### Data records ###

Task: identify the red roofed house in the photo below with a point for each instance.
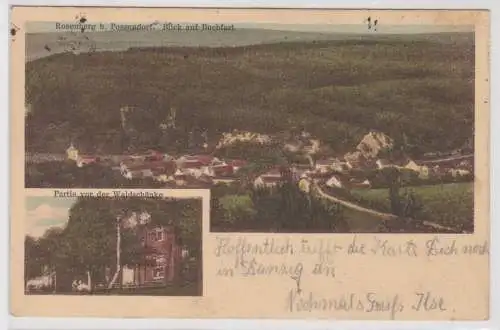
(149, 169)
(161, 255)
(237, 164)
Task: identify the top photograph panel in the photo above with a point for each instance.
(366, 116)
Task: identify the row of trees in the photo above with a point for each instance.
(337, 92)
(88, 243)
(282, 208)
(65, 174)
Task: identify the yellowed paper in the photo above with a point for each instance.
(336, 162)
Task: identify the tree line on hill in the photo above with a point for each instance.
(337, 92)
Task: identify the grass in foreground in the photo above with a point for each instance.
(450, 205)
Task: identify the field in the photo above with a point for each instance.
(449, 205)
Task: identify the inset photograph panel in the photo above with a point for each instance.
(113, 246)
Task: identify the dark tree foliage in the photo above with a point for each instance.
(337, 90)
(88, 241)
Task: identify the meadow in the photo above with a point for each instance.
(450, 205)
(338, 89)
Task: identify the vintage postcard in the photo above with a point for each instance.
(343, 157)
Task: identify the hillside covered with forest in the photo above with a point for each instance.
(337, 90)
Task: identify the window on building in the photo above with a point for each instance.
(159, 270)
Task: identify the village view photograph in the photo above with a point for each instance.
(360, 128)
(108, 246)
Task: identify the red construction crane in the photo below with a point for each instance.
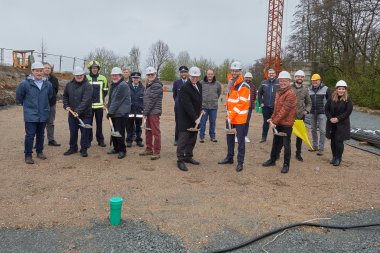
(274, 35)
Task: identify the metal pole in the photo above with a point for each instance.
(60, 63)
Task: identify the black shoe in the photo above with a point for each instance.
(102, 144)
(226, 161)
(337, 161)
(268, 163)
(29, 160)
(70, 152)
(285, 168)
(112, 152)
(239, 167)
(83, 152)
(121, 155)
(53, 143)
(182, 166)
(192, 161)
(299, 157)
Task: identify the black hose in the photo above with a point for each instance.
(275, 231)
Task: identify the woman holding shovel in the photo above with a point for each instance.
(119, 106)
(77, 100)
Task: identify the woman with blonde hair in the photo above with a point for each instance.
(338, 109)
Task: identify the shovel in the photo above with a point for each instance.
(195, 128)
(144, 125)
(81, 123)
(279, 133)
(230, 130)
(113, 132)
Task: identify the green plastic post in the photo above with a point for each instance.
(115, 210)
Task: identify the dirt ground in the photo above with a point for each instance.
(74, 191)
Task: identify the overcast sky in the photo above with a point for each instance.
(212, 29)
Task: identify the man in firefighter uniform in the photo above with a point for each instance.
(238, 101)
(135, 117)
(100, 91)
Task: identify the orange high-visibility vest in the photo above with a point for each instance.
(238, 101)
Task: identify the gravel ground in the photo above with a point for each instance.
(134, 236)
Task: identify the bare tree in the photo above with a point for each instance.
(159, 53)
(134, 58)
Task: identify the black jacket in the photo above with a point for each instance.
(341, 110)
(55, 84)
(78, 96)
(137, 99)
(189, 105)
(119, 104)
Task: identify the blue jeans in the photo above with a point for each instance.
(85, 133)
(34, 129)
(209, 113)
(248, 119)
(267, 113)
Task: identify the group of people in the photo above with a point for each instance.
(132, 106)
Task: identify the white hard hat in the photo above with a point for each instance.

###
### Data records ###

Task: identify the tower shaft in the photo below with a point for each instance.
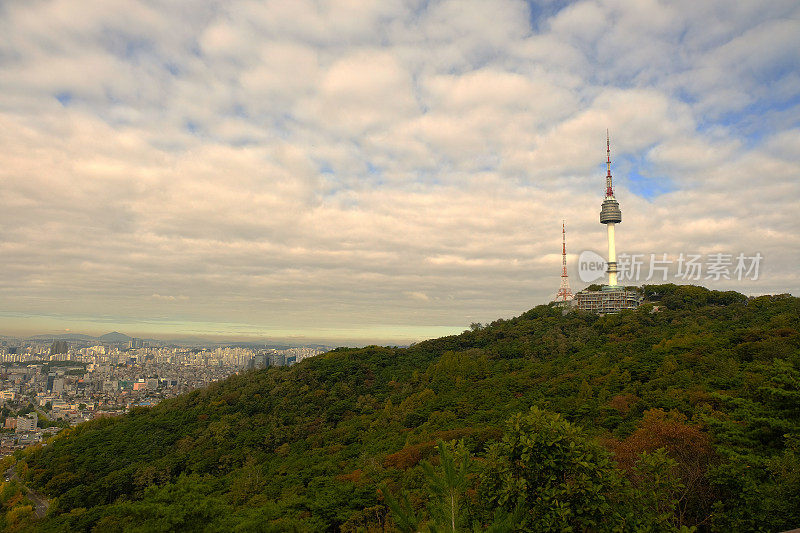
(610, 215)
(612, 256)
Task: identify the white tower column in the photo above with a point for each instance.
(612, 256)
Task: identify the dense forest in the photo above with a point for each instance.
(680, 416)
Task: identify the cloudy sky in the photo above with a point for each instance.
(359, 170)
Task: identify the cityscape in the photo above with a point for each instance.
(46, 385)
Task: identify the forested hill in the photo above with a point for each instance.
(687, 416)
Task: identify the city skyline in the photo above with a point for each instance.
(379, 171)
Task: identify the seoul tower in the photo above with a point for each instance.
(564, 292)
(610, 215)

###

Stated task:
How many lines of the material above contain the word "white", with case counting? Reply with only the number.

Final answer:
2